→ Data for this task
★ ★ ★

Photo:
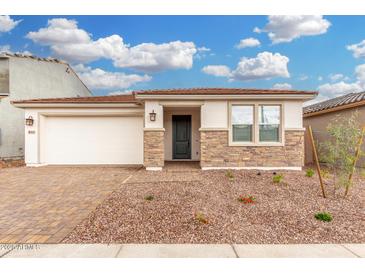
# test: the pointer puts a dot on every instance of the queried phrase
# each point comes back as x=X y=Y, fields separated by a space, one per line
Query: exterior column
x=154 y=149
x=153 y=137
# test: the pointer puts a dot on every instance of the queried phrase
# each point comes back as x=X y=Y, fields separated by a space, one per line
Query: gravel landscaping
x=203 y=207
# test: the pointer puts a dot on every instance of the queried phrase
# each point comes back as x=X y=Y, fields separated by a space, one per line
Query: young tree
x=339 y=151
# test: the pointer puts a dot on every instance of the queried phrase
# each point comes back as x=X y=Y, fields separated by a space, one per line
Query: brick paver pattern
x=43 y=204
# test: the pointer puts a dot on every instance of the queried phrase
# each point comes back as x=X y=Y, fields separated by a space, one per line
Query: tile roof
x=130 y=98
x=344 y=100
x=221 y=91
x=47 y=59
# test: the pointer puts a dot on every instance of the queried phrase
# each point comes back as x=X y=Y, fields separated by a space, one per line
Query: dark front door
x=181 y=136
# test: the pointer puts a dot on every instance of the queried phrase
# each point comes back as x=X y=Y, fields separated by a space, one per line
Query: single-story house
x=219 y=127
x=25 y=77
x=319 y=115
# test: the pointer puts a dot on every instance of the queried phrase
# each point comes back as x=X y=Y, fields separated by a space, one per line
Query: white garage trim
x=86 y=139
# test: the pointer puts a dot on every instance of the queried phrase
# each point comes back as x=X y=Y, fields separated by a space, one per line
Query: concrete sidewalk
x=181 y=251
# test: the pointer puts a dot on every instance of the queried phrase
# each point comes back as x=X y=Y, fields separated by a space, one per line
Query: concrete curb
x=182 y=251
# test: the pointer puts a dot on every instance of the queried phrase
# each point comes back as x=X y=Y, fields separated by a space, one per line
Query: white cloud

★ ★ ★

→ Aim
Could you transcribe all of the rows above word for word, leaving the pictures out of your answer?

→ Response
Photo:
# test: the pointer puts a dot on every instance of the queried phrase
# each point comes back as x=X y=Y, fields separated by a space, one per line
Query: exterior column
x=154 y=149
x=153 y=137
# test: the pointer puts a dot on every instance of the queried phrase
# each point comes back as x=X y=Y, fields separated by a space, one per line
Query: gravel landscaping
x=203 y=207
# test: the pointer puts a dot on every instance of the queried phrase
# each point comes back as x=X y=Y, fields separated by a space, one per line
Query: young tree
x=339 y=151
# test: the pointer puts a dot on every instance of the queried phrase
# each point comes back as x=X y=Y, fields separated by a space, one per line
Query: brick paver pattern
x=43 y=204
# test: the pointer puts a dot on every instance of the queried phrase
# each point comes back as x=X y=Y, fields separated by a space, one per line
Query: tile roof
x=130 y=98
x=344 y=100
x=221 y=91
x=47 y=59
# test: the pointer puts a dot on every instance of the queried phrase
# each point comes back as x=X y=Y, fields separated by a space, one per line
Query: dark front door
x=181 y=136
# test: the pointer puts a dot on every instance of the queried phrase
# each point comes back as x=X y=Y, fields separated by a space, one per line
Query: single-story house
x=219 y=127
x=25 y=77
x=319 y=115
# test: the pointer puts a dot on every instance of the queried phrase
# each point comes back as x=X y=Y, fields separated by a space, one per line
Query: white garage trim
x=86 y=139
# test: the pointer puts a dot on every instance of the queried phrase
# each point comes back as x=X y=Y, fields separated by a space, one per line
Query: concrete sidewalk
x=181 y=251
# test: the pointer puts a dot on every instance of the queried phrase
# each point comes back as x=X y=Y, fields separated by a space, one per line
Query: concrete curb
x=182 y=251
# test: the pointer puts a dot on every instance of the queried phrase
# each point comes back as x=X y=Y, fields separated by a space, one per line
Query: white cloud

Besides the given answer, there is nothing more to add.